■ **DATASET CONTENT**
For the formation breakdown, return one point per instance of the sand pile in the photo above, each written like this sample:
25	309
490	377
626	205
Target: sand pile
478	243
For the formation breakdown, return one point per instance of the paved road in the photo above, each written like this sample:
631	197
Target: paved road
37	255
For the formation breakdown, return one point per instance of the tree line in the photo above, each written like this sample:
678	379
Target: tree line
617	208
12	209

■ **THE REQUEST**
Rewrite everything from the line containing "of the paved" down to the end of the records, swapping "sample" for "template" and leaving all else unchanged.

■ **THE REPLY**
For the formation breakdown, return one point per instance of the paved road in the photo above, each written like this template:
631	197
Target: paved road
37	255
For the formation breakdown, return one point per instance of the tree line in the photo above, each written like this template:
678	379
Target: tree line
617	208
12	209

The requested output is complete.